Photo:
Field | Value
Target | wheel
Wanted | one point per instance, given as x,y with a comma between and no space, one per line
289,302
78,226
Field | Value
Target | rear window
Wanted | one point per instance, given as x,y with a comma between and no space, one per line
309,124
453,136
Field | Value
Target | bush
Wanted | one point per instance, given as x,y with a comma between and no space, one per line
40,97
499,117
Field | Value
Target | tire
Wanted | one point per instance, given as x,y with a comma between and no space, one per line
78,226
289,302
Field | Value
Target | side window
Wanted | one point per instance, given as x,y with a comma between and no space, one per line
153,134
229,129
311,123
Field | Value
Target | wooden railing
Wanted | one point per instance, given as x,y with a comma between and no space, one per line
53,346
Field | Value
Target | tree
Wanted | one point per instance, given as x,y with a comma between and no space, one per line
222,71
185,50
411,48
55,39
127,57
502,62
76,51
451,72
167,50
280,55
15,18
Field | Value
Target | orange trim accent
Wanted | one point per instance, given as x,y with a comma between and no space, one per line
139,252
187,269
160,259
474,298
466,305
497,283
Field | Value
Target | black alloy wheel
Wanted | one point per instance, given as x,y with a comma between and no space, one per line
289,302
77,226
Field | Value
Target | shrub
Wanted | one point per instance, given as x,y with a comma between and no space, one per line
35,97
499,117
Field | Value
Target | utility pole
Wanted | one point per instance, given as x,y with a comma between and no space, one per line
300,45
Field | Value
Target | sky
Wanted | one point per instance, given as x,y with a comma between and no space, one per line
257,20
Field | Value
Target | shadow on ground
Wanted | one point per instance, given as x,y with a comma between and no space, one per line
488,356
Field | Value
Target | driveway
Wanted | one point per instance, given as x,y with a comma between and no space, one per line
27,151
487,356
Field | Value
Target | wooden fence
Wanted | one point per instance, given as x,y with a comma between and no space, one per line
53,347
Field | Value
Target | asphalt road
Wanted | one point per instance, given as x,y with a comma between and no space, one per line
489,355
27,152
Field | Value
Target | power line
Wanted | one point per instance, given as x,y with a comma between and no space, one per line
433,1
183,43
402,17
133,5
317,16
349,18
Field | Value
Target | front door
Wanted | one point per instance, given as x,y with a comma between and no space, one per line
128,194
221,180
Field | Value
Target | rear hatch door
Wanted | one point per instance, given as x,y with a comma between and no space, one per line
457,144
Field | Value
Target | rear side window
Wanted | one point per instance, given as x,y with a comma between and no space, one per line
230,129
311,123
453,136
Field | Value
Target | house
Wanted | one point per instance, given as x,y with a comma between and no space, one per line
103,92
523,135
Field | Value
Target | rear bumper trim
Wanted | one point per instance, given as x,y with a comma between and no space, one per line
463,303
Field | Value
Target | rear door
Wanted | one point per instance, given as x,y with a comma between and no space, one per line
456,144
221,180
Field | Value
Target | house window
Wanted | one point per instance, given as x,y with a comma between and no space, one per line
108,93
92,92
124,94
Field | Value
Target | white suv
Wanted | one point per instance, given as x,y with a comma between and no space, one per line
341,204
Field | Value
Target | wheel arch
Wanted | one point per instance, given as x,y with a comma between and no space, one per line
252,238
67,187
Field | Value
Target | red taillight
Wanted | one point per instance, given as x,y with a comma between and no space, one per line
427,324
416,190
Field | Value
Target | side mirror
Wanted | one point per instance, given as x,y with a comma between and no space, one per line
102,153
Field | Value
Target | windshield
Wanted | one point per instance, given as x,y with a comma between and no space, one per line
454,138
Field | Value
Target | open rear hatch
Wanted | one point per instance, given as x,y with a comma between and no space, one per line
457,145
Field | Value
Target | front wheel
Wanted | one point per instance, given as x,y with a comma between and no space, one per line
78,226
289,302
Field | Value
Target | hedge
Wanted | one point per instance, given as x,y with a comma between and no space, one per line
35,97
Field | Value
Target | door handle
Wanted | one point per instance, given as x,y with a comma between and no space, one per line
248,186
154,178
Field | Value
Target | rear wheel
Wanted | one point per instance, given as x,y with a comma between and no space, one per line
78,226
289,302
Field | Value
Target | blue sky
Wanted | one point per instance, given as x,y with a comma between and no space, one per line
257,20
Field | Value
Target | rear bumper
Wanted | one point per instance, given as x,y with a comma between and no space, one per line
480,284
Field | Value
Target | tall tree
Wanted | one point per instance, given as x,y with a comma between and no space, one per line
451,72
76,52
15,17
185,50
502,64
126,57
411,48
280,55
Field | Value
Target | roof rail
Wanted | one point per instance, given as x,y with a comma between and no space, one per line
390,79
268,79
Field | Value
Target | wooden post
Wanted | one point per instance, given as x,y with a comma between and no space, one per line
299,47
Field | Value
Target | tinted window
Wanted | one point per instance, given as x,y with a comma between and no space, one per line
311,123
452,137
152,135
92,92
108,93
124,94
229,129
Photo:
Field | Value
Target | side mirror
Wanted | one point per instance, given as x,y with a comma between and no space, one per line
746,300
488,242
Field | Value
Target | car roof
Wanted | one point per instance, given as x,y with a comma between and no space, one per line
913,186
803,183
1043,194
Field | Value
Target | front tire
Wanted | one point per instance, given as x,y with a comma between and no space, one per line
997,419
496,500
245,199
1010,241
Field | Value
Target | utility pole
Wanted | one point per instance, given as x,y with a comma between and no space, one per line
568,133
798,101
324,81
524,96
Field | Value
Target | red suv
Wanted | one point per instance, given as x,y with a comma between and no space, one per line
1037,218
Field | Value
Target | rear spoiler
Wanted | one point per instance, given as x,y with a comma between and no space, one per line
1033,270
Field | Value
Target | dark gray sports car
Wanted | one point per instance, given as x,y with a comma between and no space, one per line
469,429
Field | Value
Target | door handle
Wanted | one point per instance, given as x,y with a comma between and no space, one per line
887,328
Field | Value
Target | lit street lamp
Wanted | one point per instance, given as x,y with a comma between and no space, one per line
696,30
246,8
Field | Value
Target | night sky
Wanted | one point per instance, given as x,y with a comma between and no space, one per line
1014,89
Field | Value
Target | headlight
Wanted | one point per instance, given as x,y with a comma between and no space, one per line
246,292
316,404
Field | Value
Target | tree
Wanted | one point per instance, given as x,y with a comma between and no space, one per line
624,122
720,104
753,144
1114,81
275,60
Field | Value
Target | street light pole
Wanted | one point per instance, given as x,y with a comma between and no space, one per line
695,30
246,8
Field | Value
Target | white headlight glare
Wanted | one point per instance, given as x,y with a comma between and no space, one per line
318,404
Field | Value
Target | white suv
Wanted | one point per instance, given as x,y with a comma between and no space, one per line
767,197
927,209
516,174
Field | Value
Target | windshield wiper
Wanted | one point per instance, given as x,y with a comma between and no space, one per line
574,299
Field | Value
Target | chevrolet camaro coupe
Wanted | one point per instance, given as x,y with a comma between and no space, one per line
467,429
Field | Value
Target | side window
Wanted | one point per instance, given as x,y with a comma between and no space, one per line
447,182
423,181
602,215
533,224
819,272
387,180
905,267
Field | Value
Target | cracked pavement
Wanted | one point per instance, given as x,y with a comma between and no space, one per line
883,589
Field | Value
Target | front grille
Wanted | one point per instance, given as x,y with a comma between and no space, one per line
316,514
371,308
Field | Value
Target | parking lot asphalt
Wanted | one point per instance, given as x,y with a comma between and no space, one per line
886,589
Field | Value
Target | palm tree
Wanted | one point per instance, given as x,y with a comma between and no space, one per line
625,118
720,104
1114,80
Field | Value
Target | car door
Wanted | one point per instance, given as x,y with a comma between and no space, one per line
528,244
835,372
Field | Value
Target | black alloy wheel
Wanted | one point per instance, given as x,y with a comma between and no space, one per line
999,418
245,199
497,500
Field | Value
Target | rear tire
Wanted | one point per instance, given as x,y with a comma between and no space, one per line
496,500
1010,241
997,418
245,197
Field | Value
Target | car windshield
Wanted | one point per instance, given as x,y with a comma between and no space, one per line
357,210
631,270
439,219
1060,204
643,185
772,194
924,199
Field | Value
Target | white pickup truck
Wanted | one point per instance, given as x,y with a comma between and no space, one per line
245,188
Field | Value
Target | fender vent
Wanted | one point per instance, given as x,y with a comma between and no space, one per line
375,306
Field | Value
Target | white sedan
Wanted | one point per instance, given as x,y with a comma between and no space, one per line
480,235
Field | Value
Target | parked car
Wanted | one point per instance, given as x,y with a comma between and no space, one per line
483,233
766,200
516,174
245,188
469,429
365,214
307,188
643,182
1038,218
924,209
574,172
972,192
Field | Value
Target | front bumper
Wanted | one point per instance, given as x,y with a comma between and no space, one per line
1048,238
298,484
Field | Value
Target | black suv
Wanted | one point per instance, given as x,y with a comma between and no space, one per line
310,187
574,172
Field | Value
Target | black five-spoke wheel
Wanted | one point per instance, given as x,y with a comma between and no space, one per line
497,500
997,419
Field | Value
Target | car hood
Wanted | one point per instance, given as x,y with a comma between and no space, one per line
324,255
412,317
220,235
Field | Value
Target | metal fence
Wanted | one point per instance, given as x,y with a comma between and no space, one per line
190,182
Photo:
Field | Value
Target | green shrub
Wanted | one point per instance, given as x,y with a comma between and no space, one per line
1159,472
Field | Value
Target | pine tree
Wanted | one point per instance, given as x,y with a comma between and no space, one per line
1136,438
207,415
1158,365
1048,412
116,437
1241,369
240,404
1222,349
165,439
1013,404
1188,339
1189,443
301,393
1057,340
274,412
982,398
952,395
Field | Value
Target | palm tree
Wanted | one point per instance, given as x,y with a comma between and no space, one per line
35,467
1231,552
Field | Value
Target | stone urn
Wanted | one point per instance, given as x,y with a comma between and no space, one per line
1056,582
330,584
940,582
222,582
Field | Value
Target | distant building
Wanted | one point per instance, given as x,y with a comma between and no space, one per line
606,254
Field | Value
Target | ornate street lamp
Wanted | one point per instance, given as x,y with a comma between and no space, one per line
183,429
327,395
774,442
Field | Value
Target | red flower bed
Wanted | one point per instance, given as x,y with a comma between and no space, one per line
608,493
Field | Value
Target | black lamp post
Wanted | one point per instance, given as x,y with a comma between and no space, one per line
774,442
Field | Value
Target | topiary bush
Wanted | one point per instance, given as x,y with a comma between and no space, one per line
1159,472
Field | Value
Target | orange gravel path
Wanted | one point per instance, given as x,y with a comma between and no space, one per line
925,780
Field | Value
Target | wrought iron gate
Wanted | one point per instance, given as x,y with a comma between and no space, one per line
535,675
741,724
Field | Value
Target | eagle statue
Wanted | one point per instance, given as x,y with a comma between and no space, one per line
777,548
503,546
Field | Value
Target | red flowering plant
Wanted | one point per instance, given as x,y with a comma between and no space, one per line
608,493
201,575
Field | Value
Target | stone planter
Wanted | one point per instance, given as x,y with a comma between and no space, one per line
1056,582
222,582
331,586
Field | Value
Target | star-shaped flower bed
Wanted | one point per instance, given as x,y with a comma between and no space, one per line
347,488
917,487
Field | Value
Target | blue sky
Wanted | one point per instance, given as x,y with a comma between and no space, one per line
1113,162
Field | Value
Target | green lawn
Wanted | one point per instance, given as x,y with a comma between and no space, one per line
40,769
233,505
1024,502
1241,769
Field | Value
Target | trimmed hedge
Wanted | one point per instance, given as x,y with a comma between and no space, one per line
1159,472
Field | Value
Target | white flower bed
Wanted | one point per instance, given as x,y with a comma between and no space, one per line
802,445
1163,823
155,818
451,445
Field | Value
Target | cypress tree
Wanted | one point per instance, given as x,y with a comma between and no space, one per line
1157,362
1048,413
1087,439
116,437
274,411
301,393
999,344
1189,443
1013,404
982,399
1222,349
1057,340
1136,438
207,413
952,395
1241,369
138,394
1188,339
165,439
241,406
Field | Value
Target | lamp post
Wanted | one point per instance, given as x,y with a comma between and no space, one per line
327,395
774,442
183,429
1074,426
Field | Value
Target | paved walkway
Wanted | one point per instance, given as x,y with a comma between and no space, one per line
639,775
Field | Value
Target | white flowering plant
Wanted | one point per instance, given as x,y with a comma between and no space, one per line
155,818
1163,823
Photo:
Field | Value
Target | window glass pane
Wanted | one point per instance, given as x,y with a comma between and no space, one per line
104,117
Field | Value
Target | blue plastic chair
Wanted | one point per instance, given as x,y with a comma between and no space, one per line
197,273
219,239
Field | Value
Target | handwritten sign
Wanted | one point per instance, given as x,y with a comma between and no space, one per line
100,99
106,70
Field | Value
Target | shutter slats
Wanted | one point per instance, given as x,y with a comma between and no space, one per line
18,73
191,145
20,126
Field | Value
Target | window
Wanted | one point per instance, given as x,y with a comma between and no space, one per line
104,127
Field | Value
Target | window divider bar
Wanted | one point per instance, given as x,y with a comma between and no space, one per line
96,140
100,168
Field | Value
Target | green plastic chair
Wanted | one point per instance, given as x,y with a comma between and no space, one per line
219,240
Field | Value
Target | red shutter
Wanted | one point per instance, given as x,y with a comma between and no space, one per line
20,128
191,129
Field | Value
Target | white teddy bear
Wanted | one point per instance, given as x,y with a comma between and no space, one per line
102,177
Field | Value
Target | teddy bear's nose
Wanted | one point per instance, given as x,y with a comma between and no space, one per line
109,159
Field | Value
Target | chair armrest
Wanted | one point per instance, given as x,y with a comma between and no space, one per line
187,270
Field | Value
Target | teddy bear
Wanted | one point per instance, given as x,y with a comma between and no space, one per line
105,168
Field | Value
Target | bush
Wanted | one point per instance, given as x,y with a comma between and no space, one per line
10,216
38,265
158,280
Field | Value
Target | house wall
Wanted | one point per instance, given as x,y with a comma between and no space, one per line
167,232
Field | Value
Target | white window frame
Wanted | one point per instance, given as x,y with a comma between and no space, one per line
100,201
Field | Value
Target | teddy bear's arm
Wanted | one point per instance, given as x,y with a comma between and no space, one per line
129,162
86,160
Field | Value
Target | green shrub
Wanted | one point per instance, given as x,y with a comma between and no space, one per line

==========

» TASK PROMPT
Copy out, from the material above, each line in which the string "black" is found.

» OUTPUT FOR THIS TASK
Target | black alloy wheel
Target | black alloy wheel
Target | black suv
Target | black five-spoke wheel
Target | black lamp post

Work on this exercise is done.